Exercise goal. What you give back should match the records word for word.

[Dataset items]
=======
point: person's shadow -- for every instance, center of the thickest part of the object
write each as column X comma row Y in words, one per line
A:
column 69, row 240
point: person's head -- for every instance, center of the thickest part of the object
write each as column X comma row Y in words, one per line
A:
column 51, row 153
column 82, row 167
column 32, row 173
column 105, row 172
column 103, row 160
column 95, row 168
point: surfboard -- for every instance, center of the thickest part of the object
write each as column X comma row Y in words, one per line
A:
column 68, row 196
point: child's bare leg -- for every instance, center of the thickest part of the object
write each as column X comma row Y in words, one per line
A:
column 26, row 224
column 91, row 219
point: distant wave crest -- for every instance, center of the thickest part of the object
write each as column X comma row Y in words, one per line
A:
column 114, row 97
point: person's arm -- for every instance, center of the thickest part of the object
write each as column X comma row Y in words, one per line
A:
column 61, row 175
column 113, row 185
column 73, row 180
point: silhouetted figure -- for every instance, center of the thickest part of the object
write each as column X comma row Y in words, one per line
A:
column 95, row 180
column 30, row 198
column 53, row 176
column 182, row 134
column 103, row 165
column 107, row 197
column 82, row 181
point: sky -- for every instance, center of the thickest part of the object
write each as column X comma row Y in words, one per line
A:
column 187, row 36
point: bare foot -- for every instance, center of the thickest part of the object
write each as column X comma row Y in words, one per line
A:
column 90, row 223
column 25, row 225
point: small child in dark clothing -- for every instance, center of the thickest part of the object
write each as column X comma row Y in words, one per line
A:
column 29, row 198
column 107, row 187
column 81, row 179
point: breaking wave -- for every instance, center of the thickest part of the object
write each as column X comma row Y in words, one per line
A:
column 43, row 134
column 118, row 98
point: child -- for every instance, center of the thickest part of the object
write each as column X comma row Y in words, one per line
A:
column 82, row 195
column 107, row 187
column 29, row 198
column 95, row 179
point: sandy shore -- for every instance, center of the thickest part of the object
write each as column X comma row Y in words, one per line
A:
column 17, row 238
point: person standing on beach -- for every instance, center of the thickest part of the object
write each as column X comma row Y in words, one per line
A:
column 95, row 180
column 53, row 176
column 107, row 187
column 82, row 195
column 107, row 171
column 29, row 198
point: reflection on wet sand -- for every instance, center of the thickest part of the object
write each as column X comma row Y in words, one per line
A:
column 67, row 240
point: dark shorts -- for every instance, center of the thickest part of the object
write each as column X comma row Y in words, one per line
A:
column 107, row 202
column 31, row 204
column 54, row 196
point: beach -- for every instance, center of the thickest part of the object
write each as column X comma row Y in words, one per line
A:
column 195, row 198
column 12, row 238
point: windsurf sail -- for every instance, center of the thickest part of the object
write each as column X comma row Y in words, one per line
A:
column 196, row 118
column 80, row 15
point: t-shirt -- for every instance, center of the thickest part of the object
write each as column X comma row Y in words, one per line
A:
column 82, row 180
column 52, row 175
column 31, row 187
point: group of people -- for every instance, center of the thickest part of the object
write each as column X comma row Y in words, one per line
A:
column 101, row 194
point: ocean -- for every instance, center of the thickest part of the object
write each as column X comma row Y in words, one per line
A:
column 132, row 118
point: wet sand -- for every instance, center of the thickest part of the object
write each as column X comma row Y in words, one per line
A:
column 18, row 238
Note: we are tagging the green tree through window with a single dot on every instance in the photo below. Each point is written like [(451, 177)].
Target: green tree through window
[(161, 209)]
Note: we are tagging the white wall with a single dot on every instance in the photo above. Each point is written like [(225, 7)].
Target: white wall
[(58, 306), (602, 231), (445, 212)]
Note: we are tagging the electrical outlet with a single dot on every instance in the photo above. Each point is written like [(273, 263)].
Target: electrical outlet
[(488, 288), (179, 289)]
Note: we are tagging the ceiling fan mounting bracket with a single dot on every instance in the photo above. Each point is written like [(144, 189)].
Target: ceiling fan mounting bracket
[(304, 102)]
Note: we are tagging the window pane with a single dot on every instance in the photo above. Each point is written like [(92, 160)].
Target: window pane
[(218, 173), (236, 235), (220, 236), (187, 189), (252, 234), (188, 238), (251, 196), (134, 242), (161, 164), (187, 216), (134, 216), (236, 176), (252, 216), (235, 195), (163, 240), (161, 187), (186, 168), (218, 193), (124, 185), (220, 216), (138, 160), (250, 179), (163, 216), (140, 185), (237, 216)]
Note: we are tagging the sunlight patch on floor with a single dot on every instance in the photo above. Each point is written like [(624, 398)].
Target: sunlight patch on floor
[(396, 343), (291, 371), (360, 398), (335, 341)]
=======
Response to the exercise.
point: person's shadow -- for every instance, center of the thickest part of the object
write each as column X comma row Y in words, one per line
A:
column 69, row 240
point: person's head -- for every instance, center of the thickest part of the object
write each as column X comma row Y in words, one per line
A:
column 51, row 153
column 82, row 167
column 32, row 173
column 105, row 172
column 103, row 160
column 95, row 168
point: surfboard -- for every instance, center of the thickest part of the object
write each as column X comma row Y in words, one per line
A:
column 68, row 196
point: child's bare leg -- for every instance, center of the thickest part of the object
write each as column X comma row Y in words, one per line
A:
column 26, row 224
column 91, row 219
point: distant wave crest -- for every instance, center of the thickest part of the object
write each as column X comma row Y in words, one per line
A:
column 114, row 97
point: person's arm -- for every instance, center of the thickest part of the object
write each as column X comma row Y in words, one per line
A:
column 61, row 175
column 113, row 185
column 73, row 180
point: silhouetted figure -- for every instance, center of the thickest part of the object
write each as column X comma row Y in words, one per line
A:
column 95, row 180
column 30, row 198
column 53, row 176
column 182, row 134
column 103, row 165
column 107, row 197
column 82, row 181
point: sky -- for every instance, center of the thickest part of the object
write each as column X comma row Y in words, one per line
A:
column 187, row 36
point: bare foot -- for every instance, center of the thickest part of the object
write each as column X comma row Y in words, one per line
A:
column 90, row 223
column 25, row 225
point: small child in dark clothing -- for every instance, center of the thickest part of the object
write each as column X comma row Y in words, one per line
A:
column 29, row 198
column 107, row 187
column 81, row 179
point: breaking wave -- for every instance, center of the thickest part of the object
write each as column X comma row Y in words, one per line
A:
column 43, row 134
column 118, row 98
point: child -- for every instance, center of the thickest part of the object
write each as column X comma row Y in words, one per line
A:
column 82, row 195
column 107, row 187
column 29, row 198
column 95, row 179
point: sandy shore -- for every instance, center of the thickest part of the object
write each as column X comma row Y in words, one per line
A:
column 17, row 238
point: person standing on beach -- for every instance, center of the thickest part of the object
write each as column X comma row Y in words, one per line
A:
column 95, row 180
column 53, row 176
column 107, row 187
column 82, row 195
column 107, row 171
column 29, row 198
point: reflection on wet sand -- for every instance, center of the thickest part of the object
write each as column X comma row Y in words, one per line
A:
column 67, row 240
point: dark shorts -- for every instance, center of the thickest part of the object
write each as column X comma row Y in words, one per line
A:
column 107, row 202
column 31, row 204
column 54, row 196
point: beach -- for every instance, center of the thickest part of the object
write each as column X comma row Y in words, one per line
A:
column 195, row 198
column 12, row 238
point: windsurf sail -- for every instance, center of the thickest part of the object
write each as column X comma row Y in words, one per line
A:
column 196, row 118
column 80, row 15
point: t-shirt -- for every instance, center of the thickest part of the object
write each as column X comma row Y in words, one per line
A:
column 82, row 180
column 52, row 175
column 31, row 187
point: group of people -- for every instance, center of the thickest part of the object
write each as column X comma row Y in words, one per line
A:
column 101, row 194
point: ocean -- for every instance, center of the thickest part of the object
write each as column X comma row Y in words, one per line
A:
column 132, row 118
point: wet sand -- for every instance, center of the thickest part of the object
write each as column X comma row Y in words, one per line
A:
column 18, row 238
Note: we are tagging the green tree through window with a single dot on every instance in the photo below. Each point is written like [(451, 177)].
Target: green tree through window
[(161, 209)]
Note: we are tagging the white wall with a single dot on every instance in the photo above. Each point is written like [(225, 7)].
Target: white wall
[(58, 306), (602, 231), (445, 212)]
Note: we are tagging the electrical outlet with a single dot on every instance in the photo above. Each point is written like [(273, 263)].
Target: electrical outlet
[(488, 288), (179, 289)]
Note: we are tagging the ceiling fan mounting bracket with a single dot on every instance in the photo above. Each point is written like [(144, 189)].
Target: ceiling fan mounting bracket
[(304, 102)]
Note: we are tagging the window pane with a single dot on every instance in the photo above. Each point is written like [(92, 160)].
Target: window pane
[(218, 173), (236, 235), (220, 236), (187, 189), (252, 234), (188, 238), (251, 196), (134, 242), (161, 164), (187, 216), (134, 216), (236, 176), (252, 216), (235, 195), (163, 240), (161, 187), (186, 168), (218, 193), (124, 185), (220, 216), (138, 160), (250, 179), (163, 216), (140, 185), (237, 216)]
Note: we are tagging the sunlight patch on floor with a single dot on every instance in the photo above. Each point is written like [(624, 398)].
Target: sunlight patch on floor
[(396, 343), (291, 371), (360, 398), (335, 341)]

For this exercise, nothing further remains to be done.